---------- Entries supplied

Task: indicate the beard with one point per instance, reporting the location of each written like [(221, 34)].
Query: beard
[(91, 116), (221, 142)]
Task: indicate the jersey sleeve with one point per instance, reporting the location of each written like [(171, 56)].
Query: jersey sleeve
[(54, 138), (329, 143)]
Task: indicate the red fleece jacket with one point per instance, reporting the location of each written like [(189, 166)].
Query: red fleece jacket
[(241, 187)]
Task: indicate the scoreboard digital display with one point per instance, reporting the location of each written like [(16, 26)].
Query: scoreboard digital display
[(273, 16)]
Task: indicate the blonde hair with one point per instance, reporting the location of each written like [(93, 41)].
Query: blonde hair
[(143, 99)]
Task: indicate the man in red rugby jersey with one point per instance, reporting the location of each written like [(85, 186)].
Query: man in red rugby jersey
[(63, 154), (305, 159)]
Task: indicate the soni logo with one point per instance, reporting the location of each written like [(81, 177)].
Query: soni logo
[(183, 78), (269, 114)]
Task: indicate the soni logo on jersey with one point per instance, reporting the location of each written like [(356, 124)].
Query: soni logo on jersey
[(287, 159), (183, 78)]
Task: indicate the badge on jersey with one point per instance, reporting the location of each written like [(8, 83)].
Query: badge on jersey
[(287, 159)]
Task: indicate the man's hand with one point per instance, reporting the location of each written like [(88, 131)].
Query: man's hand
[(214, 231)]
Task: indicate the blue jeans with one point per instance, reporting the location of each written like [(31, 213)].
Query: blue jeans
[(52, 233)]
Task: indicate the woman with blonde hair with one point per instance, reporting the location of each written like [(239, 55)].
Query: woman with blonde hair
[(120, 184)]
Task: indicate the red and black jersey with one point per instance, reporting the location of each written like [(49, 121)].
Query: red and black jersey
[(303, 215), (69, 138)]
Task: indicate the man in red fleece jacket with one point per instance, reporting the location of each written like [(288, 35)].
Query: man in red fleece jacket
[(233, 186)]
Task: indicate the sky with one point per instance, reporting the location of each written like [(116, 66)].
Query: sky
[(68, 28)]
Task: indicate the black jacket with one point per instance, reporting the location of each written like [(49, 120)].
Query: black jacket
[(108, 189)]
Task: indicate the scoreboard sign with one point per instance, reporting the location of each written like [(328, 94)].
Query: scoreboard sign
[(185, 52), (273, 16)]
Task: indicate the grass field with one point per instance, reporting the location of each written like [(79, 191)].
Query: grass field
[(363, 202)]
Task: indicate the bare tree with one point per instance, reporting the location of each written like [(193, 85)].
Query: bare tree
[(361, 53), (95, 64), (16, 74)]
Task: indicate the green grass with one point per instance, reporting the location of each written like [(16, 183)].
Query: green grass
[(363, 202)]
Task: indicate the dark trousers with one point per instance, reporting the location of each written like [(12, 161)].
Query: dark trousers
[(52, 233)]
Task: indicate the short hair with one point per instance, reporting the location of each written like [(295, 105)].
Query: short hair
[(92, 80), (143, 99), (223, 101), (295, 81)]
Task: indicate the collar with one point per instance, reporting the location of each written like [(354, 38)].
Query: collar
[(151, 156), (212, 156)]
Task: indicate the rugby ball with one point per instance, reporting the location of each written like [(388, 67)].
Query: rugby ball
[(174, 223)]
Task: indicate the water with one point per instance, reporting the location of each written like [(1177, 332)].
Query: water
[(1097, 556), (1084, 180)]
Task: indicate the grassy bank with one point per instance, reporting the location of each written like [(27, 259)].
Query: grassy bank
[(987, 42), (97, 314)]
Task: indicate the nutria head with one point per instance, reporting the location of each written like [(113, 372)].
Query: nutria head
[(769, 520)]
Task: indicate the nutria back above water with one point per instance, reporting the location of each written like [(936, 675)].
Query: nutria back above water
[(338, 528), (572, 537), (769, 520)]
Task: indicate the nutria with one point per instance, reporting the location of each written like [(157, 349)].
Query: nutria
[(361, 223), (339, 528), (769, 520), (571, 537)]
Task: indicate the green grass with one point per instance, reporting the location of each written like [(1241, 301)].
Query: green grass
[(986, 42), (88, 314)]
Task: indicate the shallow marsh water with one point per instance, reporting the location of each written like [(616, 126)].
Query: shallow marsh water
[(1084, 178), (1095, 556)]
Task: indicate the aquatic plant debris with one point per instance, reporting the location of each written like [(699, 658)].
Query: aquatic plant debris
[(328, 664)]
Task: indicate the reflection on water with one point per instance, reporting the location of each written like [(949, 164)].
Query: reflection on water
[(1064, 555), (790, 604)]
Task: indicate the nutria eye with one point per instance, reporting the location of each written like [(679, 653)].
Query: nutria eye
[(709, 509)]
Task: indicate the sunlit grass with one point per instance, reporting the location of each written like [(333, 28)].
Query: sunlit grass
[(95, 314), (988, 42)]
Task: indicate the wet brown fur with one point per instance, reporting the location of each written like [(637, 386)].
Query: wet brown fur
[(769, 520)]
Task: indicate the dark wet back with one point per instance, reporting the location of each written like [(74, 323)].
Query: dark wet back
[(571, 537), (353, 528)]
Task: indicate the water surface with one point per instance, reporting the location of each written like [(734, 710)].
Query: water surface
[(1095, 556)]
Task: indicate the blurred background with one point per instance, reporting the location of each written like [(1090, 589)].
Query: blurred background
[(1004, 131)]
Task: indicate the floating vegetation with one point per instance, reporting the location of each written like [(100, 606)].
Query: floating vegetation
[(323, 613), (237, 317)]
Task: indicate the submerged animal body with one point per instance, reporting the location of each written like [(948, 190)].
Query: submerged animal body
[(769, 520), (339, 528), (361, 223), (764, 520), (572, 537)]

--------------------

_Problem details_: Copy out all of the material above word for word, from the first line to the last, changing nothing.

_Output of the task_:
Task: indicate the beard with one point per instance, reporting the location of each written like [(221, 34)].
Query: beard
[(91, 116), (221, 142)]
Task: indicate the jersey sleeve with one point per instance, reporting the location of each written like [(171, 56)].
Query: jersey sleeve
[(54, 138), (329, 143)]
Task: indicate the red fleece jacket with one point per instance, reporting the location of each written like [(189, 166)].
Query: red fleece jacket
[(241, 187)]
Task: indicate the scoreboard digital display with one point per instance, reporting the location of each written like [(16, 26)].
Query: scoreboard digital display
[(273, 16)]
Task: indicate the blonde hair with one point per instance, reporting the location of each written like [(93, 41)].
Query: blonde hair
[(143, 99)]
Task: indicate the man in red rugby jersey with one point per instance, reporting the location of each written like [(85, 186)].
Query: man in red rugby jersey
[(63, 154), (305, 159)]
Task: indicate the soni logo with one point per instance, reporting the location of each written like [(81, 177)].
Query: soni logo
[(183, 78), (269, 114)]
Task: indicate the soni logo on jersey with one point per instance, reporting the location of each written like [(356, 124)].
Query: soni logo on jersey
[(287, 159), (183, 78)]
Task: indicate the badge on jersey with one point per instance, reporting the location of each written like [(8, 83)].
Query: badge on jersey
[(287, 159)]
Task: indicate the man's hand with one point per instance, reporting the location of each written like [(88, 131)].
Query: man's hand
[(214, 231)]
Task: indicate the blue jeans with one point per instance, reporting the location of each written like [(31, 213)].
Query: blue jeans
[(52, 233)]
Task: indicate the woman with blonde hair with one point per instance, reporting the location of each written like [(239, 55)].
Query: woman with blonde hair
[(120, 184)]
Task: indicate the red and black jersey with one point per instance, reporting the location of each written like [(49, 121)].
Query: red and black jersey
[(303, 215), (69, 138)]
Task: indicate the man in red fleece jacket with one point per instance, reporting the location of each written like [(288, 35)].
Query: man in red fleece jacket
[(233, 186)]
Task: indicate the sky with one point per instance, reporting the location of each written like [(116, 66)].
Query: sky
[(68, 28)]
Task: indicate the black jacket with one point per instance, reporting the location of each written like [(49, 120)].
Query: black jacket
[(108, 189)]
Task: indicate the scoreboard sign with one point per instance, reporting the location of each written like [(328, 94)].
Query: scoreboard sign
[(185, 52), (273, 16)]
Task: indicate the grass field with one point per instance, reporting the location of each written like [(79, 191)].
Query: grass field
[(363, 202)]
Task: indicate the bare tree with one point per instance, reporting the location of each written like [(193, 85)].
Query: bare tree
[(361, 53), (95, 64), (16, 74)]
Task: indicate the green grass with one point per instance, reporting the location of each written like [(16, 183)].
Query: green grass
[(363, 202)]
Task: indicate the dark trousers with one point per instance, reporting the location of each written like [(12, 161)].
Query: dark trousers
[(52, 233)]
Task: indicate the short hair with one point per instance, reporting the location of each written like [(295, 105)].
Query: short hair
[(92, 80), (143, 99), (223, 101), (295, 81)]
Task: indicate the collar with one point per instance, reporting the location of each written like [(354, 38)].
Query: collar
[(151, 156), (212, 156)]
Task: indicate the rugby ball with one point per instance, reporting the location of each written like [(388, 67)].
Query: rugby ball
[(174, 223)]
Task: indicate the water with one point per instance, reporting the location of each written like [(1177, 332)].
Query: water
[(1097, 556), (1084, 180)]
Task: indicate the grassy bank with one point per instance, reporting the location of each written like [(27, 259)].
Query: grassy bank
[(987, 42), (97, 314)]
Task: indicate the nutria head with one point per instance, reporting the location of each written like [(113, 372)].
Query: nutria head
[(769, 520)]
Task: indicate the nutria back above water with one point per instance, reporting the location of each written like [(936, 675)].
Query: nutria back above water
[(338, 528), (572, 537), (769, 520)]
Task: indicate the nutria with one point per instance, reporting the location of each written like [(157, 349)].
Query: nutria
[(361, 223), (339, 528), (769, 520), (571, 537)]
Task: indicate the green grass with one point per instance, reporting the location of each written like [(1241, 301)].
Query: green grass
[(986, 42), (88, 314)]
Task: indicate the shallow marsh water with one point per instance, reporting the location of each written like [(616, 126)].
Query: shallow marsh water
[(1084, 178), (1095, 556)]
Task: indicate the aquatic plant debris with one point per instance, reporting the location of each written like [(699, 658)].
Query: aquatic plant debris
[(328, 664)]
Task: indicate the reflection on water with one point per instance, reporting the location of each written like [(949, 164)].
Query: reflection on water
[(1064, 555), (790, 604)]
Task: indicate the nutria eye with one point per instance, reporting the location of each written like [(679, 653)].
Query: nutria eye
[(709, 509)]
Task: indicate the sunlit grass with one point per instance, reporting the location of each written like [(333, 28)].
Query: sunlit grass
[(95, 314), (988, 42)]
Task: indicate the wet brown fur with one point per instance, reporting the location of each written like [(637, 386)].
Query: wet brown fur
[(769, 520)]
Task: indicate the dark wet back with one point per instance, reporting the location of each written like [(74, 323)].
Query: dark wet back
[(571, 537), (353, 528)]
Task: indicate the water surface with one point per instance, reporting the location of each written like [(734, 710)].
Query: water surface
[(1095, 556)]
Task: indicate the blurred background with one point per instance, reporting the location of each written like [(1090, 589)].
Query: blurred background
[(1004, 131)]
Task: indicate the floating vegetation with one point per instance, reporting the location of each written like [(100, 606)].
Query: floating vegetation
[(323, 613), (237, 317)]
Task: indicate the submerged animal body with one point per instance, reporting the location of each written like [(948, 190)].
Query: submerged animal body
[(769, 520), (339, 528), (361, 223), (764, 520), (572, 537)]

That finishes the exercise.